**Task to carry out**
Rename "masks" to "shapes" in the stretch of the listing from the line containing "Target: white cleat" through the line containing "46 370 L 54". Return only those lines, with nothing else changed.

[Region annotation entries]

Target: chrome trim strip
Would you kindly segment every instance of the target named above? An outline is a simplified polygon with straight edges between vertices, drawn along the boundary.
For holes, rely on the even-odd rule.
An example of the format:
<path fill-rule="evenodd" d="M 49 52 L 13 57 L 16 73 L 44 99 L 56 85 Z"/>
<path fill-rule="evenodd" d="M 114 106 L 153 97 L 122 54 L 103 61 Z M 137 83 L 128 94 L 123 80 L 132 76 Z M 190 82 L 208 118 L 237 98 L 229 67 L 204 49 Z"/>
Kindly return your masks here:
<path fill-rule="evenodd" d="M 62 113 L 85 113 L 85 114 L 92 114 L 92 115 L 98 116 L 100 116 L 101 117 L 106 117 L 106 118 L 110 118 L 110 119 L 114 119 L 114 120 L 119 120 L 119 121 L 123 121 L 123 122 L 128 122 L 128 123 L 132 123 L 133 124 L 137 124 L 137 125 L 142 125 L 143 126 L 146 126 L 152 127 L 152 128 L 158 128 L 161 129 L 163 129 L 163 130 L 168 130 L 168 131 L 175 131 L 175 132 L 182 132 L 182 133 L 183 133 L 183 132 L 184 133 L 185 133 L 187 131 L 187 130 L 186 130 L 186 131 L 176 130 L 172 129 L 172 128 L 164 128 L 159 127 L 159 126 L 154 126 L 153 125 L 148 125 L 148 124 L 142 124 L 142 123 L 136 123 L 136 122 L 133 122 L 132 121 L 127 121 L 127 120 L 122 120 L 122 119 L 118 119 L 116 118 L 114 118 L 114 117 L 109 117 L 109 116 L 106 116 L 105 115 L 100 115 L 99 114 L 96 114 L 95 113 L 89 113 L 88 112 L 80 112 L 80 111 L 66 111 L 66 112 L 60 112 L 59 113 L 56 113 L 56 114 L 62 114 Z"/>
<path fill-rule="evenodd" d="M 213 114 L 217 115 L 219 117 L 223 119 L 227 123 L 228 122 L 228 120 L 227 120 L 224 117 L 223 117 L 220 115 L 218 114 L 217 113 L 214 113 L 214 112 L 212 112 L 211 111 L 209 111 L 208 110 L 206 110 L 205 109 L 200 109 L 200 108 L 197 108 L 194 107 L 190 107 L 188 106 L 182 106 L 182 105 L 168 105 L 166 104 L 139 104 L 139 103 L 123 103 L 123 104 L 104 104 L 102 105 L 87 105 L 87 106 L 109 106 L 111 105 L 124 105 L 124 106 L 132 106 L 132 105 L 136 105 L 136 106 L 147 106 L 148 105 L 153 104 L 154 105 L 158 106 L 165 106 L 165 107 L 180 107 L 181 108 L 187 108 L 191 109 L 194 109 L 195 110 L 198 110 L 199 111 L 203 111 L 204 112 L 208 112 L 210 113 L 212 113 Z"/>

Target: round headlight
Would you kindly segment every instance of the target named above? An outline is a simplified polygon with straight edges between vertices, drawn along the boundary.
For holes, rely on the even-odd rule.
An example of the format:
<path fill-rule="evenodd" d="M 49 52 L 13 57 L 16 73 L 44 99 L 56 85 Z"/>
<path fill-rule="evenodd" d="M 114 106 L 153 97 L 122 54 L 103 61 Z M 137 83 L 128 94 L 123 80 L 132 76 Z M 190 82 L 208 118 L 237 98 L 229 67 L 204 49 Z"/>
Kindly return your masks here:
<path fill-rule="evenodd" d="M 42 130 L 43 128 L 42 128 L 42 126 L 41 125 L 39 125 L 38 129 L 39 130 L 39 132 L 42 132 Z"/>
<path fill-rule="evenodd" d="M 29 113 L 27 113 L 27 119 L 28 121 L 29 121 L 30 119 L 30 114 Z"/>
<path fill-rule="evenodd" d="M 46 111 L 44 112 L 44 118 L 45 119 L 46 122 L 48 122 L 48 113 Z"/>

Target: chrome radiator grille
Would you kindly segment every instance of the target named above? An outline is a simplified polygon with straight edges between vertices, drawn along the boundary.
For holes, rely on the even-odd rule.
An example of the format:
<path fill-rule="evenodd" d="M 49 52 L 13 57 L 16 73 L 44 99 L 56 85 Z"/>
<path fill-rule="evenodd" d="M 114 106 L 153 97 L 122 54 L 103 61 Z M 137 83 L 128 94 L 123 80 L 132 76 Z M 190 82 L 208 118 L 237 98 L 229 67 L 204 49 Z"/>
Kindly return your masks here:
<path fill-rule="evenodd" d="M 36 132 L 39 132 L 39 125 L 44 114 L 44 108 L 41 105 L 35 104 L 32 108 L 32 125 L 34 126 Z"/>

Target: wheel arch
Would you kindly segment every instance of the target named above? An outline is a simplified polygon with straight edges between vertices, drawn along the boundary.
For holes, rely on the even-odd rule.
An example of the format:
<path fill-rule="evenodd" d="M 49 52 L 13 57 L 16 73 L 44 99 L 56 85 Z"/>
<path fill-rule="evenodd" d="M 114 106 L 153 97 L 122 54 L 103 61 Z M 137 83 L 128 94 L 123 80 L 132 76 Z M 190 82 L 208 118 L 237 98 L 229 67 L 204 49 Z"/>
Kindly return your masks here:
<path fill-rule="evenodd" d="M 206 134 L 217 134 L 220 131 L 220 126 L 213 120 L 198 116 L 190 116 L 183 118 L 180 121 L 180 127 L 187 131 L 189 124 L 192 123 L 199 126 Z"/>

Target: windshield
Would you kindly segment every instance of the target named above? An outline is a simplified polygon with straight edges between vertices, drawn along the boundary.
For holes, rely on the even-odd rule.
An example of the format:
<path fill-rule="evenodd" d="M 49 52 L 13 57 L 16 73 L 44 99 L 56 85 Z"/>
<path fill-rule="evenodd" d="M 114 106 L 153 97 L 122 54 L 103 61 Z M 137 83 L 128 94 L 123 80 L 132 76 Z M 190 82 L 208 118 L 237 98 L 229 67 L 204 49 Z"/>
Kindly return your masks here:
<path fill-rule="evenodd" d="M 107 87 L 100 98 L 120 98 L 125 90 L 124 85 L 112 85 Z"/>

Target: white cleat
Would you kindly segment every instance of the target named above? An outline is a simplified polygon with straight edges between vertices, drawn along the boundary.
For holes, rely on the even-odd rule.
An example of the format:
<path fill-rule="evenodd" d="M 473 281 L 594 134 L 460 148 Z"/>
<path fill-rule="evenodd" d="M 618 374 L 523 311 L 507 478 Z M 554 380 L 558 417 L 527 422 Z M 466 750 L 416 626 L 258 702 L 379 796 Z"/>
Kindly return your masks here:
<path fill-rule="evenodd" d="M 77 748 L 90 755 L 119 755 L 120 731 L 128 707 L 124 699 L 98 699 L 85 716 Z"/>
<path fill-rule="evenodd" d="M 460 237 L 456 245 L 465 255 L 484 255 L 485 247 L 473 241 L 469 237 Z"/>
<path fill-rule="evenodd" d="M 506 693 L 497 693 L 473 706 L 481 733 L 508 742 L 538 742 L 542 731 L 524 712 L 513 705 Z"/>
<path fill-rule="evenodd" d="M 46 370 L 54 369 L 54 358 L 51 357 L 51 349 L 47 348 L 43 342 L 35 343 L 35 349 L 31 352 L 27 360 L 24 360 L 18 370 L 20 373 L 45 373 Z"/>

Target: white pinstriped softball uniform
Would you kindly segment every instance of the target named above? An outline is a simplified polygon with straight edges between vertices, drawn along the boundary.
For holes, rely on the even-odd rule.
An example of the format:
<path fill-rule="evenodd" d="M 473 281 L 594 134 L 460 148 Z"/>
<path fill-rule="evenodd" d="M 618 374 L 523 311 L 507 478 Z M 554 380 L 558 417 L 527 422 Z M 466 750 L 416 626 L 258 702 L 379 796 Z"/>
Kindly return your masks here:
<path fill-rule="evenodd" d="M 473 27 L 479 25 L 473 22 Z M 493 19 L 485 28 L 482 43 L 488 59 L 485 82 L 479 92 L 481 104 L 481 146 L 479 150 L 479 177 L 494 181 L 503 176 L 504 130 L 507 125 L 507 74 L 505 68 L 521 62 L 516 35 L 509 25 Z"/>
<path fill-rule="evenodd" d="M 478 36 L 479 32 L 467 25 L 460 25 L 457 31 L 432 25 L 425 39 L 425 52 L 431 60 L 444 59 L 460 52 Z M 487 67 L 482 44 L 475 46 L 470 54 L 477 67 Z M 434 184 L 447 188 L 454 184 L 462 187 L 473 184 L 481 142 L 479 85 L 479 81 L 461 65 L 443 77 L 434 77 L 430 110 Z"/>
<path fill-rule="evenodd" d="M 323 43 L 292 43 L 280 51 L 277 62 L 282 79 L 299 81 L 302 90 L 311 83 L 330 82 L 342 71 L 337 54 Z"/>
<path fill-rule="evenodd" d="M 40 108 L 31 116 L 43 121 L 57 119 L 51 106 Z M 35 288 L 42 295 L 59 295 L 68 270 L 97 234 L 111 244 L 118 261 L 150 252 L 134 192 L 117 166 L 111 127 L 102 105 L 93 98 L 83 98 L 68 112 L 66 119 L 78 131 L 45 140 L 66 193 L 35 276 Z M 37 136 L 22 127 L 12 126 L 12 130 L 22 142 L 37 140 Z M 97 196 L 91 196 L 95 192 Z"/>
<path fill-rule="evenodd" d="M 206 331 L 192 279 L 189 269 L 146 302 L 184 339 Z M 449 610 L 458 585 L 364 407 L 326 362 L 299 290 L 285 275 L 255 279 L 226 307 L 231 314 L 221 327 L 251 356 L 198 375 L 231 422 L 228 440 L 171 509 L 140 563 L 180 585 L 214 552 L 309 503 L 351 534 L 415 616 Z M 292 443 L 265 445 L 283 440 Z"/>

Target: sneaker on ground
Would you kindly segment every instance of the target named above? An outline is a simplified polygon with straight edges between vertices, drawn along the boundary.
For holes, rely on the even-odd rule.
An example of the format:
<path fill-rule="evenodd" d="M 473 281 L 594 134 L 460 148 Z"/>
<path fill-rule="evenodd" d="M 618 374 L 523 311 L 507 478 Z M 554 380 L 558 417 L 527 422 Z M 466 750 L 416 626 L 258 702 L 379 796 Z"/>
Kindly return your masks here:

**Task output**
Target: white cleat
Would you kindly segment every instance of the target named above? An outline is a simplified polygon with straight edges between vertices, drawn along the boundary.
For holes, rely on the even-odd rule.
An example of the format:
<path fill-rule="evenodd" d="M 473 281 L 594 134 L 460 148 Z"/>
<path fill-rule="evenodd" d="M 618 374 L 523 311 L 507 478 Z M 554 380 L 558 417 L 527 422 Z M 466 750 L 416 626 L 258 702 L 379 796 Z"/>
Kindly return your shapes here:
<path fill-rule="evenodd" d="M 77 748 L 90 755 L 119 755 L 120 731 L 128 707 L 124 699 L 98 699 L 85 716 Z"/>
<path fill-rule="evenodd" d="M 460 237 L 456 245 L 465 255 L 484 255 L 485 247 L 473 241 L 469 237 Z"/>
<path fill-rule="evenodd" d="M 506 693 L 497 693 L 473 706 L 481 733 L 508 742 L 538 742 L 542 731 L 524 712 L 513 705 Z"/>
<path fill-rule="evenodd" d="M 46 370 L 54 369 L 54 358 L 51 357 L 51 349 L 47 348 L 43 342 L 35 343 L 35 349 L 31 352 L 27 360 L 24 360 L 18 370 L 20 373 L 45 373 Z"/>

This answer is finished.